Objective a
Count the lines in the records that contain the string "legs", treating case as significant. Give only the number.

Text passage

------------------------------------------------

# Entroducing



## rebirthflame (Oct 11, 2006)

hi everyone my name is Steven, im from the uk and ive only just got into this hobby. im a student at universty and i needed a pet i could keep within a student house. After much reseach on the internet and through books i decided upon a mantis, ive always been intruiged by insects and i think mantis are one of the most fascinating.

i have a budwing at the moment with hopefully another one arriving soon. and i also have a couple of giant asain coming from ian (i think). i also keep 2 giant african olive millipedes.

The other things in life that i enjoy are music, books, film and drinking......

Thats me!


----------



## Ian (Oct 11, 2006)

Welcome to the forum steven  

I do believe you are getting some Asian's from me, yes!


----------



## Rick (Oct 11, 2006)

Welcome


----------



## Johnald Chaffinch (Oct 11, 2006)

hi welcome to the forum! it's a friendly place here, unlike most forums where all they do is rip on each other. whereabouts in uk are you? there's quite a few of us in the uk. there's a few bugshows on throughout the year that are worth checking out too.

i thought this post was about an album at first because of the spelling:..







is a good album! ( and i dont even really like hip hop )


----------



## rebirthflame (Oct 12, 2006)

ian : yes i am getting some asains from you off ebay. i was hoping for a male and female so i can breed them if there is any possiblity of making this so i would be very gratefull

Johnald : yeh i was listening to that album the time i posted this i just thought it was kind of fitting :| shame about his new piece of work though. not too sure about it most of it seems a bit like commercial r&amp;b which just inst my scene... im currently in manchester, how can i find out about these shows and where they are being held?


----------

------------------------------------------------

Given records
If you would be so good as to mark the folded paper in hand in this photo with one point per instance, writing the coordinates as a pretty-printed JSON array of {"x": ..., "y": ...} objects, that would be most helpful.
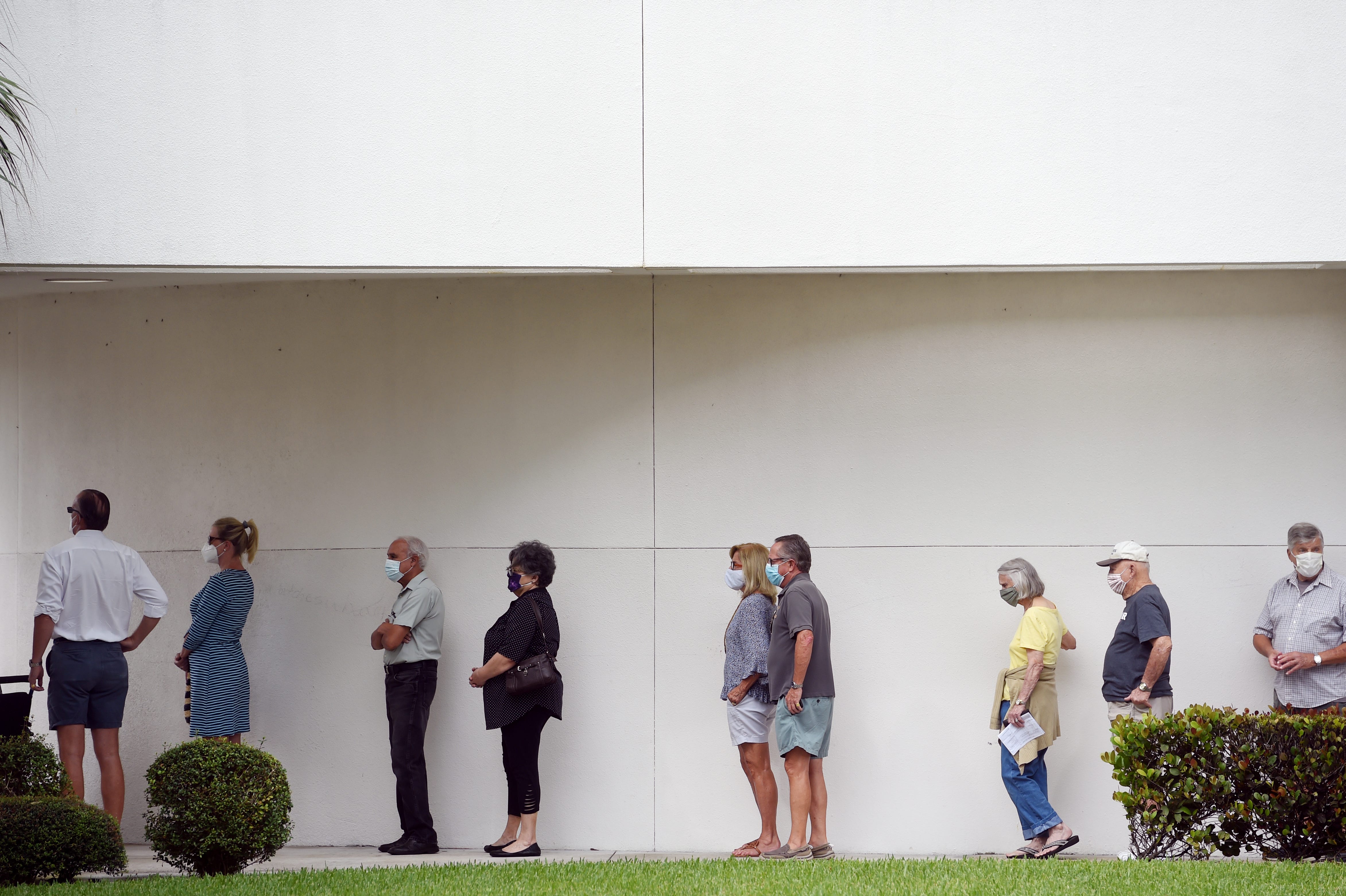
[{"x": 1014, "y": 739}]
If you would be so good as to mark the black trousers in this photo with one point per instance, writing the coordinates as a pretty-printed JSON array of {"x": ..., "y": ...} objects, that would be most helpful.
[
  {"x": 520, "y": 742},
  {"x": 410, "y": 688}
]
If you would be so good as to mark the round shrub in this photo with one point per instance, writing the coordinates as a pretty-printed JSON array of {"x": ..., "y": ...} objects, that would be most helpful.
[
  {"x": 29, "y": 767},
  {"x": 217, "y": 808},
  {"x": 45, "y": 837}
]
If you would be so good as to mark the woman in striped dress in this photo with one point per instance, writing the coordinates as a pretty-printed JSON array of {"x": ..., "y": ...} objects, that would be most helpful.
[{"x": 210, "y": 653}]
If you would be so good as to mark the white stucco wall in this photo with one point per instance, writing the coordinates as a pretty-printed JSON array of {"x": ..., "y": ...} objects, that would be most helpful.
[
  {"x": 683, "y": 134},
  {"x": 917, "y": 430}
]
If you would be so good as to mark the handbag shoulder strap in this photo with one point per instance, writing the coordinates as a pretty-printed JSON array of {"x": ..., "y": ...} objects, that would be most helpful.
[{"x": 538, "y": 614}]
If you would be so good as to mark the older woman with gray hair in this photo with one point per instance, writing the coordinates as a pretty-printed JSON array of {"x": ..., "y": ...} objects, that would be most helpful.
[{"x": 1029, "y": 687}]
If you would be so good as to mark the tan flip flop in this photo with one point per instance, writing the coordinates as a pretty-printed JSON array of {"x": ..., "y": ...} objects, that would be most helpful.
[{"x": 753, "y": 845}]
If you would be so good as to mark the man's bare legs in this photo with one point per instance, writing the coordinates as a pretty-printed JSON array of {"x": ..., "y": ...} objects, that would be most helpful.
[
  {"x": 801, "y": 798},
  {"x": 107, "y": 748},
  {"x": 757, "y": 765},
  {"x": 819, "y": 804}
]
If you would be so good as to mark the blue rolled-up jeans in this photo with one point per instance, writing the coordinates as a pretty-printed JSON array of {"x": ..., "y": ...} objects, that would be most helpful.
[{"x": 1028, "y": 789}]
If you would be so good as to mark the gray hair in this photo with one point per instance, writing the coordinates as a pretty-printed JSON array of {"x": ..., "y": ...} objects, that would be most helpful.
[
  {"x": 417, "y": 548},
  {"x": 1025, "y": 578},
  {"x": 1302, "y": 535}
]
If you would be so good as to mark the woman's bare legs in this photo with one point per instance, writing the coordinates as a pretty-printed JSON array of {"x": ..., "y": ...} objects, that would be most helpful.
[{"x": 756, "y": 761}]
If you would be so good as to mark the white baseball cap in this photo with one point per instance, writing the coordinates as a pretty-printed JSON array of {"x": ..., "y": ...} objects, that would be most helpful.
[{"x": 1127, "y": 551}]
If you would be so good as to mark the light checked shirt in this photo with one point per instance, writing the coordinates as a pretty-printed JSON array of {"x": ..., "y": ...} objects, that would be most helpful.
[
  {"x": 1309, "y": 624},
  {"x": 87, "y": 585}
]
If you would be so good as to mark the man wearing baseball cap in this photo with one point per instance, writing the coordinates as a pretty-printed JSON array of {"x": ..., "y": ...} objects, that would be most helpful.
[{"x": 1135, "y": 671}]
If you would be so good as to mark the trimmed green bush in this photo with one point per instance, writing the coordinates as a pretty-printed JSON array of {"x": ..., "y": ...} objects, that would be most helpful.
[
  {"x": 1289, "y": 778},
  {"x": 217, "y": 808},
  {"x": 1215, "y": 779},
  {"x": 57, "y": 837},
  {"x": 29, "y": 767}
]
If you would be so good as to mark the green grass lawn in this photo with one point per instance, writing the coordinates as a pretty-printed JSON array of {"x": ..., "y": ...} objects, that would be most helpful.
[{"x": 778, "y": 879}]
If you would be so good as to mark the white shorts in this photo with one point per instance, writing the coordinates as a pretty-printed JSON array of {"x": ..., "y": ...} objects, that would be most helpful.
[{"x": 750, "y": 722}]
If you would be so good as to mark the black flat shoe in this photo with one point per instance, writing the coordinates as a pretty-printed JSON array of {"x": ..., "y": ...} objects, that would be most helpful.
[
  {"x": 402, "y": 840},
  {"x": 412, "y": 847},
  {"x": 532, "y": 852}
]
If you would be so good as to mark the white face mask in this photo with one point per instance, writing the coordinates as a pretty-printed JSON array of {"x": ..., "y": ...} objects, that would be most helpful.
[{"x": 1309, "y": 566}]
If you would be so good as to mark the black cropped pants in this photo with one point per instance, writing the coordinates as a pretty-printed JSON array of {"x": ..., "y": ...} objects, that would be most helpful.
[{"x": 520, "y": 742}]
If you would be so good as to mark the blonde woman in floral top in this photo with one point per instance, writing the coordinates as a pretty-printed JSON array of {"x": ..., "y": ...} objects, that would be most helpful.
[{"x": 750, "y": 708}]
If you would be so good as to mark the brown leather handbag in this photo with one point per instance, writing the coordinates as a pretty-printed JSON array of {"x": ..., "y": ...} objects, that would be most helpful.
[{"x": 536, "y": 672}]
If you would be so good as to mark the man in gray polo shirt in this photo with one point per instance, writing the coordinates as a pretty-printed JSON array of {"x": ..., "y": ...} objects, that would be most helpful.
[
  {"x": 1302, "y": 630},
  {"x": 800, "y": 673},
  {"x": 410, "y": 640}
]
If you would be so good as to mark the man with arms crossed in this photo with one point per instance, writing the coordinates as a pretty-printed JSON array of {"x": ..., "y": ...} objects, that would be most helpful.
[
  {"x": 1135, "y": 669},
  {"x": 1302, "y": 632},
  {"x": 84, "y": 601},
  {"x": 800, "y": 672},
  {"x": 410, "y": 638}
]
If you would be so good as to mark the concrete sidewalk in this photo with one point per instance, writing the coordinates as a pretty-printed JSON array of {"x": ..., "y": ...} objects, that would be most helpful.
[{"x": 142, "y": 863}]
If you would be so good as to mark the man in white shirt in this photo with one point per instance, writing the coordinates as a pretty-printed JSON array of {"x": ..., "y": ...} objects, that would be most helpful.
[{"x": 85, "y": 597}]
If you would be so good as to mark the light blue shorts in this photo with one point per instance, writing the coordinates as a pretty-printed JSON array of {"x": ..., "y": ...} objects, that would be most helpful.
[{"x": 811, "y": 728}]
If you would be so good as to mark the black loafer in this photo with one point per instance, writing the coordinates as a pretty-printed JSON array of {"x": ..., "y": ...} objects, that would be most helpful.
[
  {"x": 412, "y": 847},
  {"x": 532, "y": 852}
]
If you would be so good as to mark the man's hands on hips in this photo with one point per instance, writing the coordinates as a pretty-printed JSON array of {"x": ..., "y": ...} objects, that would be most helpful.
[{"x": 1291, "y": 662}]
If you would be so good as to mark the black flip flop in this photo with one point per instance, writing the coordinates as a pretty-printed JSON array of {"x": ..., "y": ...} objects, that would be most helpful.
[{"x": 1058, "y": 847}]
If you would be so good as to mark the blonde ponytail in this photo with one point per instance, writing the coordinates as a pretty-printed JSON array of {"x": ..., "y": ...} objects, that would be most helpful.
[{"x": 243, "y": 536}]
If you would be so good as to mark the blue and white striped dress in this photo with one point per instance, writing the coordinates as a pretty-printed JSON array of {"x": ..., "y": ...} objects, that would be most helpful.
[{"x": 220, "y": 692}]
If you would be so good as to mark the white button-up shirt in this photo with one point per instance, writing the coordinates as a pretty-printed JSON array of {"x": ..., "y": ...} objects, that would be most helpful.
[
  {"x": 87, "y": 585},
  {"x": 1309, "y": 624}
]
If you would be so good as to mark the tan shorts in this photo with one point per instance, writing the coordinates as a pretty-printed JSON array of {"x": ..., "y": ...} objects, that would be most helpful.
[{"x": 1159, "y": 707}]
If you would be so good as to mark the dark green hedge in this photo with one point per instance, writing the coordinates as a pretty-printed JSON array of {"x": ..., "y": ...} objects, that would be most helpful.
[
  {"x": 57, "y": 837},
  {"x": 29, "y": 767},
  {"x": 1216, "y": 779},
  {"x": 217, "y": 808}
]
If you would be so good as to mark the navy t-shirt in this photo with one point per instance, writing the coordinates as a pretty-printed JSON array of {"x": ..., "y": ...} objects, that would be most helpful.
[{"x": 1143, "y": 619}]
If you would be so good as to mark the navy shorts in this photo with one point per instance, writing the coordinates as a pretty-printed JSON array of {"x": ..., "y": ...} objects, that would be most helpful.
[{"x": 87, "y": 684}]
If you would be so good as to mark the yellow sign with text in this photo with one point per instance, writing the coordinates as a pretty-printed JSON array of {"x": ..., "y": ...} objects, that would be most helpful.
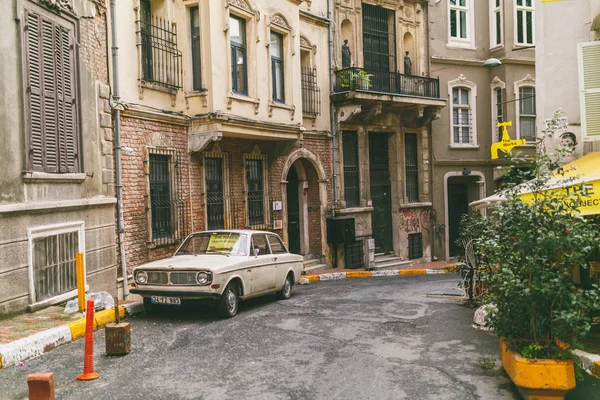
[{"x": 506, "y": 144}]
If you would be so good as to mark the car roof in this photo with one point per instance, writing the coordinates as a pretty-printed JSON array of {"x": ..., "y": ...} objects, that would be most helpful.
[{"x": 240, "y": 231}]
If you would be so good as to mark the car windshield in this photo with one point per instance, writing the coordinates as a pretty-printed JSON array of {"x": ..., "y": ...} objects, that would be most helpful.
[{"x": 225, "y": 243}]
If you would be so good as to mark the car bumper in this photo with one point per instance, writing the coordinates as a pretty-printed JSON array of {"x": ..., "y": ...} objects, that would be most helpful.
[{"x": 179, "y": 293}]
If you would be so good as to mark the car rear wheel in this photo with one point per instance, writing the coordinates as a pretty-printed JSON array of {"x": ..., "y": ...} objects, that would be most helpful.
[
  {"x": 286, "y": 290},
  {"x": 229, "y": 301},
  {"x": 149, "y": 307}
]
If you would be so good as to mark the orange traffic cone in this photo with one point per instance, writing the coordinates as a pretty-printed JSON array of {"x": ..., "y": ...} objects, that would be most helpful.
[{"x": 88, "y": 358}]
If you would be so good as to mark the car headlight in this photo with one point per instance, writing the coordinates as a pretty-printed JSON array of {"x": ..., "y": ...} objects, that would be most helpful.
[
  {"x": 141, "y": 277},
  {"x": 203, "y": 278}
]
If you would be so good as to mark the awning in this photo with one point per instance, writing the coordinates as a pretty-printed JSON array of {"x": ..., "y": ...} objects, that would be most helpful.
[{"x": 585, "y": 170}]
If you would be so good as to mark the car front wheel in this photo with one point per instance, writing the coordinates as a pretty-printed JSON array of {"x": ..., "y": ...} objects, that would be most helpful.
[
  {"x": 229, "y": 301},
  {"x": 286, "y": 290}
]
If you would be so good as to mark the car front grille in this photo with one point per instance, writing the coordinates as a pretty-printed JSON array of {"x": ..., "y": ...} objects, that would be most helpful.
[
  {"x": 183, "y": 278},
  {"x": 157, "y": 278}
]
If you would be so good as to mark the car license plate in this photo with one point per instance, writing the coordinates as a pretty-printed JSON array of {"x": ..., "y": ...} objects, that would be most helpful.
[{"x": 173, "y": 301}]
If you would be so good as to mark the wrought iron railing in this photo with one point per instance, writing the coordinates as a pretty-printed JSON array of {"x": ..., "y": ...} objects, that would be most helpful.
[
  {"x": 311, "y": 94},
  {"x": 161, "y": 59},
  {"x": 360, "y": 79}
]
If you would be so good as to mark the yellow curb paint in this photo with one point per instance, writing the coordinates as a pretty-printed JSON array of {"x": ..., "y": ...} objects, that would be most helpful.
[
  {"x": 412, "y": 272},
  {"x": 359, "y": 274},
  {"x": 101, "y": 318}
]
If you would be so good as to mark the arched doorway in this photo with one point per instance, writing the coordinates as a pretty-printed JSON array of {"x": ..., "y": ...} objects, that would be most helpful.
[{"x": 293, "y": 208}]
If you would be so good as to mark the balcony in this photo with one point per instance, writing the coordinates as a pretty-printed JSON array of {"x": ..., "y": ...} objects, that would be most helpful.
[{"x": 387, "y": 83}]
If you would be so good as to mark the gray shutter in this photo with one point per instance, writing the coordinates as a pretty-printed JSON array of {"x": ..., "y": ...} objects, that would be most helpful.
[
  {"x": 49, "y": 96},
  {"x": 35, "y": 117}
]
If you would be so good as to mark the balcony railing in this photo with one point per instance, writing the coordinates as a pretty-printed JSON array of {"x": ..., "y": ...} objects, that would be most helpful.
[{"x": 360, "y": 79}]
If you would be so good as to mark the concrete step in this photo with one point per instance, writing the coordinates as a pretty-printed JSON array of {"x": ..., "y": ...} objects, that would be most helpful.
[{"x": 392, "y": 264}]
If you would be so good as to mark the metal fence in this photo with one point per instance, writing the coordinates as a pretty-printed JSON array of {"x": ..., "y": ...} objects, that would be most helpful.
[
  {"x": 360, "y": 79},
  {"x": 311, "y": 94},
  {"x": 161, "y": 60}
]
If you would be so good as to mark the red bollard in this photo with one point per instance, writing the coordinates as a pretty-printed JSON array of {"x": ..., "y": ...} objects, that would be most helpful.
[{"x": 88, "y": 358}]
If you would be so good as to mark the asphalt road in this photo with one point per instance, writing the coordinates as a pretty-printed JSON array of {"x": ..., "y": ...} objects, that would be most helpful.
[{"x": 378, "y": 338}]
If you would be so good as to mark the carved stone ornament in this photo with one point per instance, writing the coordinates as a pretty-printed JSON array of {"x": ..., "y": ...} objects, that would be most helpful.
[
  {"x": 241, "y": 4},
  {"x": 198, "y": 141},
  {"x": 58, "y": 5},
  {"x": 280, "y": 21}
]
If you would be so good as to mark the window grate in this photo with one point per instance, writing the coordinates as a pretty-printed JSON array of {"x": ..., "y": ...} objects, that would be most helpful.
[
  {"x": 415, "y": 245},
  {"x": 254, "y": 181},
  {"x": 351, "y": 170},
  {"x": 161, "y": 60},
  {"x": 168, "y": 208},
  {"x": 311, "y": 94},
  {"x": 54, "y": 264},
  {"x": 412, "y": 167},
  {"x": 354, "y": 255}
]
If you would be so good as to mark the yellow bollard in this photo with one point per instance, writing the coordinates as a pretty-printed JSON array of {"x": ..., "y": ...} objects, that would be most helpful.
[{"x": 80, "y": 281}]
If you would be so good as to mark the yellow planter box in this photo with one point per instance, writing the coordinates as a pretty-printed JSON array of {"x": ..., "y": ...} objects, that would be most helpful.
[{"x": 540, "y": 379}]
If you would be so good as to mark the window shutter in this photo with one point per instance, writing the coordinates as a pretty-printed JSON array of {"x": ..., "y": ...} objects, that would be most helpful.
[
  {"x": 35, "y": 117},
  {"x": 50, "y": 107},
  {"x": 589, "y": 84}
]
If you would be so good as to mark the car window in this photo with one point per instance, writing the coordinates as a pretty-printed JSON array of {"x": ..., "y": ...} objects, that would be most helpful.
[
  {"x": 276, "y": 244},
  {"x": 260, "y": 242}
]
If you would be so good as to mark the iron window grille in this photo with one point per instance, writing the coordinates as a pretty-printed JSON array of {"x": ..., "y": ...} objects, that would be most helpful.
[
  {"x": 53, "y": 260},
  {"x": 527, "y": 113},
  {"x": 351, "y": 170},
  {"x": 195, "y": 39},
  {"x": 239, "y": 71},
  {"x": 461, "y": 115},
  {"x": 256, "y": 195},
  {"x": 161, "y": 60},
  {"x": 412, "y": 167},
  {"x": 168, "y": 207},
  {"x": 52, "y": 104},
  {"x": 415, "y": 245},
  {"x": 215, "y": 200},
  {"x": 311, "y": 94},
  {"x": 277, "y": 71},
  {"x": 353, "y": 254}
]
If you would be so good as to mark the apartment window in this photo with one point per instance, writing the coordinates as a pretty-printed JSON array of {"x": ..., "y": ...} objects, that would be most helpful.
[
  {"x": 168, "y": 208},
  {"x": 351, "y": 174},
  {"x": 412, "y": 167},
  {"x": 459, "y": 19},
  {"x": 195, "y": 39},
  {"x": 239, "y": 69},
  {"x": 160, "y": 57},
  {"x": 525, "y": 21},
  {"x": 527, "y": 113},
  {"x": 53, "y": 253},
  {"x": 277, "y": 71},
  {"x": 215, "y": 205},
  {"x": 50, "y": 68},
  {"x": 496, "y": 23},
  {"x": 255, "y": 187},
  {"x": 461, "y": 116},
  {"x": 415, "y": 245}
]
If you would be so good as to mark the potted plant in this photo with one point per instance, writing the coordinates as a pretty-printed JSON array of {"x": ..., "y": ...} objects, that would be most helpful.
[{"x": 539, "y": 311}]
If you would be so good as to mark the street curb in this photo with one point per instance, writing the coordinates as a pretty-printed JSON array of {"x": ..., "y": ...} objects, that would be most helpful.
[
  {"x": 306, "y": 279},
  {"x": 16, "y": 352},
  {"x": 590, "y": 362}
]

------------------------------------------------

Objective b
Rewrite the part of the forum thread that opens with "hi everyone my" and closes with "film and drinking......", changing every "mantis" to "stick insect".

Solution a
2

Solution b
hi everyone my name is Steven, im from the uk and ive only just got into this hobby. im a student at universty and i needed a pet i could keep within a student house. After much reseach on the internet and through books i decided upon a stick insect, ive always been intruiged by insects and i think stick insect are one of the most fascinating.

i have a budwing at the moment with hopefully another one arriving soon. and i also have a couple of giant asain coming from ian (i think). i also keep 2 giant african olive millipedes.

The other things in life that i enjoy are music, books, film and drinking......